### DATA FOR THIS TASK ###
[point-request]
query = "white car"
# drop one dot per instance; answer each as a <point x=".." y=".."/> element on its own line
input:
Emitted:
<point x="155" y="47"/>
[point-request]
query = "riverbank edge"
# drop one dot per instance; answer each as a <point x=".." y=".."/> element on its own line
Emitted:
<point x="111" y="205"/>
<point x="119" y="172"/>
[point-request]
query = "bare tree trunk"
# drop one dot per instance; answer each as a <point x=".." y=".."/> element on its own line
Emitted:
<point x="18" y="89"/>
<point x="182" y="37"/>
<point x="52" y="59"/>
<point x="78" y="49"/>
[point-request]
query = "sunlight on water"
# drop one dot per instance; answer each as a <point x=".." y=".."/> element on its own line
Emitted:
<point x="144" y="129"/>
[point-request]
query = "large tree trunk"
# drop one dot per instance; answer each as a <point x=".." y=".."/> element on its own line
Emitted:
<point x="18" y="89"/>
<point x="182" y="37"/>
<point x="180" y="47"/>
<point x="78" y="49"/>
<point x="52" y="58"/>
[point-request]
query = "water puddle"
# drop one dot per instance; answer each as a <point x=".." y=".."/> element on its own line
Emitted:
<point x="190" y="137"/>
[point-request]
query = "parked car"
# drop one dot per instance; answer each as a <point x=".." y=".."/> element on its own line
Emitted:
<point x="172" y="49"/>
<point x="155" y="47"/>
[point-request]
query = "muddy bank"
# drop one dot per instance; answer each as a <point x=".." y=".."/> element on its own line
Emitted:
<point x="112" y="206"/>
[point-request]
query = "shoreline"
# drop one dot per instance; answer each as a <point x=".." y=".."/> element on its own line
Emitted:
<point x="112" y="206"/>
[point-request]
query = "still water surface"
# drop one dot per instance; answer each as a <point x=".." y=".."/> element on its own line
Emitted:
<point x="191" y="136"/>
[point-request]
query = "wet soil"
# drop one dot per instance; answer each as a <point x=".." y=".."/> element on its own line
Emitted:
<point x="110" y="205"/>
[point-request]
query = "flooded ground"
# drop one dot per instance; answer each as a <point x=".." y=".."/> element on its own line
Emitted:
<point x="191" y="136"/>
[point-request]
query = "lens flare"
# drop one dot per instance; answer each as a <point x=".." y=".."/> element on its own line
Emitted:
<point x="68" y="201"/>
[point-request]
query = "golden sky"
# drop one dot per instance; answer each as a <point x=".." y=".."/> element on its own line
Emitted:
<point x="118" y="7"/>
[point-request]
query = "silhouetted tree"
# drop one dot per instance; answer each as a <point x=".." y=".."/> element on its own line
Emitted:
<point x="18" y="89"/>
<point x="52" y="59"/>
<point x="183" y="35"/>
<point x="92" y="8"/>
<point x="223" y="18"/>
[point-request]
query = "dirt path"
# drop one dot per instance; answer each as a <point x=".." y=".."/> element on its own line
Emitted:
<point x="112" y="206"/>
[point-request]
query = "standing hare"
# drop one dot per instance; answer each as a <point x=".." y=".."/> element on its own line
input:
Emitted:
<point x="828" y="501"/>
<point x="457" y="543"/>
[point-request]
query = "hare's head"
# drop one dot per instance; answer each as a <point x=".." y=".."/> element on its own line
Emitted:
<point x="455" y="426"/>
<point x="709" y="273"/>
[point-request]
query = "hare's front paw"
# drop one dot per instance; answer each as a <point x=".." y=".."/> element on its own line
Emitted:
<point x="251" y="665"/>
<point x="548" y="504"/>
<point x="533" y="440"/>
###
#### [YOUR OBJECTIVE]
Copy the data above in full, character for character.

#### [FULL OUTPUT]
[point-request]
query = "white car"
# drop one dot per instance; answer each as a <point x=".." y=".."/> element on its own line
input:
Emitted:
<point x="155" y="47"/>
[point-request]
query = "riverbank edge"
# drop one dot per instance; answer each as a <point x=".." y=".."/> element on its own line
Emitted:
<point x="111" y="205"/>
<point x="119" y="172"/>
[point-request]
query = "bare tree trunk"
# drop one dot per instance; answer each as a <point x=".." y=".."/> element on its own line
Emitted:
<point x="18" y="89"/>
<point x="182" y="37"/>
<point x="52" y="59"/>
<point x="78" y="49"/>
[point-request]
query = "sunlight on water"
# drop one dot per instance; answer each as a <point x=".." y=".."/> element on its own line
Emitted:
<point x="144" y="129"/>
[point-request]
query = "large tree trunk"
# drop one dot per instance; answer each as a <point x=".." y=".."/> element on its own line
Emitted:
<point x="18" y="89"/>
<point x="182" y="37"/>
<point x="180" y="47"/>
<point x="78" y="49"/>
<point x="52" y="58"/>
[point-request]
query = "water puddle"
# drop one dot per instance; answer each as a <point x=".." y=".."/> element on its own line
Emitted:
<point x="190" y="137"/>
[point-request]
query = "parked car"
# drop one dot per instance; answer each as a <point x=".." y=".."/> element on its own line
Emitted:
<point x="172" y="49"/>
<point x="155" y="47"/>
[point-request]
query = "muddy bank"
# drop one dot per instance; answer each as a <point x=".." y=".."/> element on its own line
Emitted:
<point x="112" y="206"/>
[point-request]
query = "shoreline"
# drop one dot per instance; answer each as a <point x=".." y=".."/> element on its own line
Emitted:
<point x="112" y="206"/>
[point-request]
query = "still water surface"
# drop one dot per instance; answer each as a <point x=".." y=".."/> element on its own line
Emitted:
<point x="191" y="136"/>
[point-request]
query = "wet soil"
# drop one dot per instance; answer each as a <point x=".." y=".."/> element on its own line
Emitted:
<point x="110" y="205"/>
[point-request]
query = "flooded ground"
# drop one dot per instance; answer each as a <point x=".." y=".."/> element on its own line
Emitted:
<point x="191" y="136"/>
[point-request]
query = "lens flare"
# drop one dot per instance; answer each as a <point x=".." y=".."/> element on its own line
Emitted:
<point x="68" y="201"/>
[point-request]
query = "golden sky"
# drop one dot per instance; answer each as a <point x=".." y=".."/> element on its own line
Emitted:
<point x="118" y="7"/>
[point-request]
query = "silhouetted tree"
# drop one dot per instance; answer each as a <point x=".." y=".."/> element on its own line
Emitted:
<point x="18" y="89"/>
<point x="52" y="59"/>
<point x="183" y="35"/>
<point x="92" y="8"/>
<point x="223" y="18"/>
[point-request]
query = "dirt path"
# drop one dot per instance; answer each as a <point x=".." y=".."/> element on its own line
Emitted:
<point x="112" y="206"/>
[point-request]
query = "standing hare"
# drop one dot per instance; answer each as a <point x=".." y=".."/> element on its own line
input:
Emitted:
<point x="828" y="501"/>
<point x="457" y="543"/>
[point-request]
query = "hare's head"
# drop one dot per instance; answer each as a <point x=".." y=".."/> element on its own line
Emitted:
<point x="455" y="426"/>
<point x="709" y="273"/>
[point-request]
query = "hare's front paw"
# drop one dot per instance; answer each as a <point x=".." y=".."/> element on its own line
Emitted:
<point x="251" y="665"/>
<point x="548" y="504"/>
<point x="533" y="440"/>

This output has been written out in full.